**READING TEXT**
····················

Role of 20-HETE in the hypoxia-induced activation of Ca2+-activated K+ channel currents in rat cerebral arterial muscle cells

Abstract

The mechanism of sensing hypoxia and hypoxia-induced activation of cerebral arterial Ca(2+)-activated K(+) (K(Ca)) channel currents and vasodilation is not known. We investigated the roles of the cytochrome P-450 4A (CYP 4A) omega-hydroxylase metabolite of arachidonic acid, 20-hydroxyeicosatetraenoic acid (20-HETE), and generation of superoxide in the hypoxia-evoked activation of the K(Ca) channel current in rat cerebral arterial muscle cells (CAMCs) and cerebral vasodilation. Patch-clamp analysis of K(+) channel current identified a voltage- and Ca(2+)-dependent 238 +/- 21-pS unitary K(+) currents that are inhibitable by tetraethylammonium (TEA, 1 mM) or iberiotoxin (100 nM). Hypoxia (<2% O(2)) reversibly enhanced the open-state probability (NP(o)) of the 238-pS unitary K(Ca) current in cell-attached patches. This effect of hypoxia was not observed on unitary K(Ca) currents recorded from either excised inside-out or outside-out membrane patches. Inhibition of CYP 4A omega-hydroxylase activity increased the NP(o) of K(Ca) single-channel current. Hypoxia reduced the basal endogenous level of 20-HETE by 47 +/- 3% as well as catalytic formation of 20-HETE in cerebral arterial muscle homogenates as determined by liquid chromatography-mass spectrometry analysis. The concentration of authentic 20-HETE was reduced when incubated with the superoxide donor KO(2). Exogenous 20-HETE (100 nM) attenuated the hypoxia-induced activation of the K(Ca) current in CAMCs. Hypoxia did not augment the increase in NP(o) of K(Ca) channel current induced by suicide inhibition of endogenous CYP 4A omega-hydroxylase activity with 17-octadecynoic acid. In pressure (80 mmHg)-constricted cerebral arterial segments, hypoxia induced dilation that was partly attenuated by 20-HETE or by the K(Ca) channel blocker TEA. Exposure to hypoxia caused the generation of intracellular superoxide as evidenced by intense staining of arterial muscle with the fluorescent probe hydroethidine, by quantitation using fluorescent HPLC analysis, and by attenuation of the hypoxia-induced activation of the K(Ca) channel current by superoxide dismutation. These results suggest that the exposure of CAMCs to hypoxia results in the generation of superoxide and reduction in endogenous level of 20-HETE that may account for the hypoxia-induced activation of arterial K(Ca) channel currents and cerebral vasodilation.

····················

**ACTIVITY 1**
Translate this sentence from the 20-HETE abstract into Spanish: "Inhibition of CYP 4A omega-hydroxylase activity increased the NP(o) of K(Ca) single-channel current."
**ACTIVITY 2**
Answer these questions from the 20-HETE abstract.
(a) By what percentage did hypoxia reduce the basal endogenous level of 20-HETE?
(b) What concentration of exogenous 20-HETE attenuated the hypoxia-induced activation of the K(Ca) current?
(c) Which fluorescent probe stained the arterial muscle to show intracellular superoxide?
**ACTIVITY 3**
Decide whether each statement agrees with the 20-HETE abstract, and support each answer with the deciding words of the text.
(a) Hypoxia enhanced the unitary K(Ca) currents recorded from excised inside-out membrane patches.
(b) The cerebral arterial segments were constricted with a pressure of 80 mmHg.
(c) Hypoxia augmented the increase in NP(o) induced by 17-octadecynoic acid.
None of the data is needed for these tasks.

**EXTRACTED DATA**
····················

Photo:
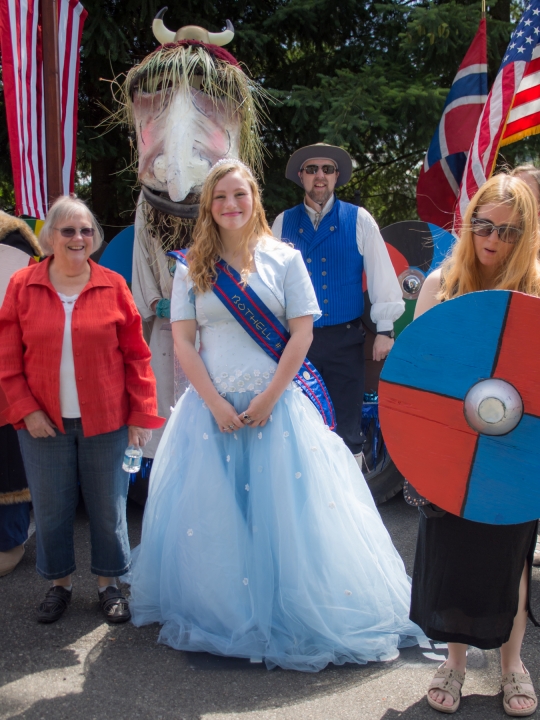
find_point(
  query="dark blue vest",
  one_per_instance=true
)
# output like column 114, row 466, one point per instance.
column 332, row 259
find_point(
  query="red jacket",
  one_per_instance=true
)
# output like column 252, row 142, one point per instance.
column 115, row 383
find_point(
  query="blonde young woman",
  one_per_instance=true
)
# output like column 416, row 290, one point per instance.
column 470, row 580
column 260, row 537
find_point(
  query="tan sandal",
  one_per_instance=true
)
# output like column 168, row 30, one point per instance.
column 444, row 680
column 515, row 680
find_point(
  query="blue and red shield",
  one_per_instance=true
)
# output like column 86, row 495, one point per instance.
column 459, row 403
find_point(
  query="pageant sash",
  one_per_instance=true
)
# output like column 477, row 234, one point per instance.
column 261, row 324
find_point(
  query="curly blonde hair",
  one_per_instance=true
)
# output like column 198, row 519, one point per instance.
column 207, row 247
column 461, row 271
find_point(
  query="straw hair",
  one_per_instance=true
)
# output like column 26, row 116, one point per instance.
column 207, row 246
column 61, row 211
column 181, row 67
column 461, row 271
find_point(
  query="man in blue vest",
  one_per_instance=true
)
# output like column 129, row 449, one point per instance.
column 339, row 242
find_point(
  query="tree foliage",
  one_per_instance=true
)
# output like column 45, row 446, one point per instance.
column 370, row 76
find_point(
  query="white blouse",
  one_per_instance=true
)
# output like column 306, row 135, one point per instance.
column 233, row 359
column 69, row 397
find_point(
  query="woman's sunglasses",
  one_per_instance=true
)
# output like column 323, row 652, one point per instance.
column 312, row 169
column 71, row 232
column 506, row 233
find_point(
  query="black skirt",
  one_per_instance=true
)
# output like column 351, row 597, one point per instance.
column 466, row 577
column 13, row 485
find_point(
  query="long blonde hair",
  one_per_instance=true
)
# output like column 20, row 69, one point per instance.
column 461, row 271
column 207, row 246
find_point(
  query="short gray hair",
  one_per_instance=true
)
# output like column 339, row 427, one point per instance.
column 64, row 208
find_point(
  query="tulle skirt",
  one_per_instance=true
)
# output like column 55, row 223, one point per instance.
column 266, row 544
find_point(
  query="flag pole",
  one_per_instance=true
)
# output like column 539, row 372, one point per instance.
column 51, row 96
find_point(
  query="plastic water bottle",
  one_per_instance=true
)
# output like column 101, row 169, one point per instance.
column 132, row 459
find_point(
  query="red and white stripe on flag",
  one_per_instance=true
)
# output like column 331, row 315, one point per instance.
column 511, row 100
column 524, row 117
column 22, row 75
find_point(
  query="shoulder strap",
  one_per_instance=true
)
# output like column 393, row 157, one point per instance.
column 266, row 330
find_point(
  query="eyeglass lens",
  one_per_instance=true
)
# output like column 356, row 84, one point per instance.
column 312, row 169
column 506, row 233
column 71, row 232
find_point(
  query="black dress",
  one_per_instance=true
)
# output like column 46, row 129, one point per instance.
column 466, row 577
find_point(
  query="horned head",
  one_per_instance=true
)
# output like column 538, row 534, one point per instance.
column 191, row 32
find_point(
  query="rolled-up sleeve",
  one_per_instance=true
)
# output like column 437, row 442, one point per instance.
column 300, row 298
column 140, row 380
column 387, row 303
column 183, row 296
column 13, row 381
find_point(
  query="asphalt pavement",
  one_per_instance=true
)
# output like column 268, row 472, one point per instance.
column 83, row 668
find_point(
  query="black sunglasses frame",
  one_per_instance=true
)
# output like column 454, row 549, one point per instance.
column 313, row 169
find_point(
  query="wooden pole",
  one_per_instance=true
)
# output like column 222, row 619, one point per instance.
column 51, row 97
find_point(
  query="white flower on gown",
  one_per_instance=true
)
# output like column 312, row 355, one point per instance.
column 266, row 542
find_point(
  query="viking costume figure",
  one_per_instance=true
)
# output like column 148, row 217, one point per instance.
column 19, row 247
column 190, row 104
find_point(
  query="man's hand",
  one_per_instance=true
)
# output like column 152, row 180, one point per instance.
column 39, row 425
column 382, row 346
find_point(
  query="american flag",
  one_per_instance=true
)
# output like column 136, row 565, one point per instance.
column 22, row 75
column 440, row 177
column 512, row 110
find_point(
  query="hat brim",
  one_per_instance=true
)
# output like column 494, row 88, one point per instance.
column 333, row 152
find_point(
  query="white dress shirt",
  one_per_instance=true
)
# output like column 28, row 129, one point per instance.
column 383, row 287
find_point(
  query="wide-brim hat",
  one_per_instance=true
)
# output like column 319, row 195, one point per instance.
column 340, row 156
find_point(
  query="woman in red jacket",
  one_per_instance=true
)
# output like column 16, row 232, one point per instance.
column 76, row 373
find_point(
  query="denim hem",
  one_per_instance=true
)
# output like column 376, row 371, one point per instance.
column 56, row 576
column 111, row 573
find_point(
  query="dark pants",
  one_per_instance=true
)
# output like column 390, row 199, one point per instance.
column 54, row 466
column 337, row 352
column 14, row 521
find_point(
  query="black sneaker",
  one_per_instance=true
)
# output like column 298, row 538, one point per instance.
column 114, row 605
column 56, row 601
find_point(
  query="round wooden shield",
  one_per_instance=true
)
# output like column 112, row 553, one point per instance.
column 459, row 404
column 416, row 249
column 118, row 254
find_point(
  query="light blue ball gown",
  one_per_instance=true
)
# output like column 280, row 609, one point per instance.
column 265, row 543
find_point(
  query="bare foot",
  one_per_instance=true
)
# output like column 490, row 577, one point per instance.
column 443, row 697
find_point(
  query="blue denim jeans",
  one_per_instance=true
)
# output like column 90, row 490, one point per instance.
column 14, row 521
column 54, row 467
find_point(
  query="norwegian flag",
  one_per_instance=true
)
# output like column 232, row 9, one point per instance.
column 440, row 177
column 22, row 75
column 512, row 109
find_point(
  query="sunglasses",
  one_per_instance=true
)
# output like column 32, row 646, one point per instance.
column 506, row 233
column 71, row 232
column 312, row 169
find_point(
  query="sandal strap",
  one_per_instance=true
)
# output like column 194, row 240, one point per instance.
column 56, row 598
column 113, row 602
column 448, row 676
column 516, row 688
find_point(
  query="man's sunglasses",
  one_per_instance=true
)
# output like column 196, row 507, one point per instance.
column 312, row 169
column 71, row 232
column 506, row 233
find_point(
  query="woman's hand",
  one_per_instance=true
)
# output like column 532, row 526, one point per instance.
column 225, row 415
column 138, row 436
column 39, row 425
column 259, row 410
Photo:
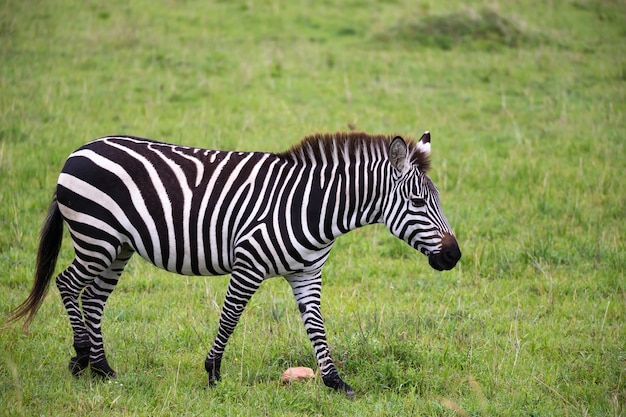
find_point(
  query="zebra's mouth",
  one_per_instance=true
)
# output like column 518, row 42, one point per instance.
column 448, row 256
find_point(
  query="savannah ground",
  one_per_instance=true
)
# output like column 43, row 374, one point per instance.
column 526, row 103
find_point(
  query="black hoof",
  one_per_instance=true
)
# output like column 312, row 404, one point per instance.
column 78, row 365
column 212, row 367
column 80, row 362
column 102, row 370
column 333, row 381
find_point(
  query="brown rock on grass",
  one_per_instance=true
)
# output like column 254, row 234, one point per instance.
column 298, row 373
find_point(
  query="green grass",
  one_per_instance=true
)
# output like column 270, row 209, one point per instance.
column 526, row 102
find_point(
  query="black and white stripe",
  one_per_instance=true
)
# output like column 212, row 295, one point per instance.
column 251, row 214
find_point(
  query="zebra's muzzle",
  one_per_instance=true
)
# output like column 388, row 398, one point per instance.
column 448, row 256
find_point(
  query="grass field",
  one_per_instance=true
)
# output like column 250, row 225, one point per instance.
column 526, row 103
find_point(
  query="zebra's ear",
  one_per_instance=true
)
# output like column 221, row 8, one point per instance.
column 424, row 143
column 397, row 153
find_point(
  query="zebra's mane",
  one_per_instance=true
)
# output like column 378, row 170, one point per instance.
column 319, row 146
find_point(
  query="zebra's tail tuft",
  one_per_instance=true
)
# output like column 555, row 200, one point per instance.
column 47, row 254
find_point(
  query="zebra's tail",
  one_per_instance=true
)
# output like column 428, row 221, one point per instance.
column 49, row 247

····················

**EXPECTED OUTPUT 1**
La inhibición de la actividad de la omega-hidroxilasa CYP 4A aumentó la NP(o) de la corriente de canal único de K(Ca).

**EXPECTED OUTPUT 2**
(a) 47 +/- 3%
(b) 100 nM
(c) Hydroethidine

**EXPECTED OUTPUT 3**
(a) No: "This effect of hypoxia was not observed on unitary K(Ca) currents recorded from either excised inside-out or outside-out membrane patches."
(b) Yes: "In pressure (80 mmHg)-constricted cerebral arterial segments"
(c) No: "Hypoxia did not augment the increase in NP(o) of K(Ca) channel current induced by suicide inhibition of endogenous CYP 4A omega-hydroxylase activity with 17-octadecynoic acid."